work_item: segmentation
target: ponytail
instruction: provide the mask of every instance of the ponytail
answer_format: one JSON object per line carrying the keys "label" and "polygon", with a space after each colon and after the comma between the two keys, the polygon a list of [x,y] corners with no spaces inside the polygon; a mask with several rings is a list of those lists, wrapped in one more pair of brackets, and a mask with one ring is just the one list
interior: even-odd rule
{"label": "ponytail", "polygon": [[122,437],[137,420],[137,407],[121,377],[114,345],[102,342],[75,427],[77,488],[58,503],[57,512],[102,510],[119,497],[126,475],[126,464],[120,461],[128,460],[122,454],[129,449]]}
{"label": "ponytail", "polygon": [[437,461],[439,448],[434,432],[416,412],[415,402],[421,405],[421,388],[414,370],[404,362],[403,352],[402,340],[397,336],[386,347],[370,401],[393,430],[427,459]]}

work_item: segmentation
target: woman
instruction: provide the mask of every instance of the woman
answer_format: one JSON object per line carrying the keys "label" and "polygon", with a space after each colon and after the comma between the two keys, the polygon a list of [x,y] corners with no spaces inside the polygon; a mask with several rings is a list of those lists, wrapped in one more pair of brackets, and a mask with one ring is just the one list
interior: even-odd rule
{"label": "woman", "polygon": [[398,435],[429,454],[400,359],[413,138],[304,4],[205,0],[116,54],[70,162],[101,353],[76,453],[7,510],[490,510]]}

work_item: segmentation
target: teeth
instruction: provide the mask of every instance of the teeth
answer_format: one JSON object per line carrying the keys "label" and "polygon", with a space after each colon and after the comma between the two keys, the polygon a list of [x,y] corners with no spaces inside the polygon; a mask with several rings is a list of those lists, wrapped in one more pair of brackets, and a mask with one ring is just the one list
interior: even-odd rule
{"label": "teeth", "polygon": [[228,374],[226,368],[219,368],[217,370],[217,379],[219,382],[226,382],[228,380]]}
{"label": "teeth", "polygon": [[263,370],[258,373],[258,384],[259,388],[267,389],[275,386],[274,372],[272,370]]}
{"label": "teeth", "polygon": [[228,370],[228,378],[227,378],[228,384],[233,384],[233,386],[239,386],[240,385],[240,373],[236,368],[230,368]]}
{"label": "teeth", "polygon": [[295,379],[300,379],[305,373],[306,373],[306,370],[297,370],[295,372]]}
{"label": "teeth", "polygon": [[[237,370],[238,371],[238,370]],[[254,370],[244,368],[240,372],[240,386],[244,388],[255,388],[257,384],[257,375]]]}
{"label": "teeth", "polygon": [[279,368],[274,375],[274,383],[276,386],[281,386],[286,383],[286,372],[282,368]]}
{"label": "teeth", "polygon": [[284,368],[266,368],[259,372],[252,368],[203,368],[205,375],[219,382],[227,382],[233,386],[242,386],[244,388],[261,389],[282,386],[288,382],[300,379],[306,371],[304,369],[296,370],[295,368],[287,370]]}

== == ==

→ **What you are asked to do**
The string "instruction" may occur in the listing; show every line where it does.

→ **Written response**
instruction: provide the mask of every instance of the ponytail
instruction: provide the mask of every instance of the woman
instruction: provide the mask of every instance of the teeth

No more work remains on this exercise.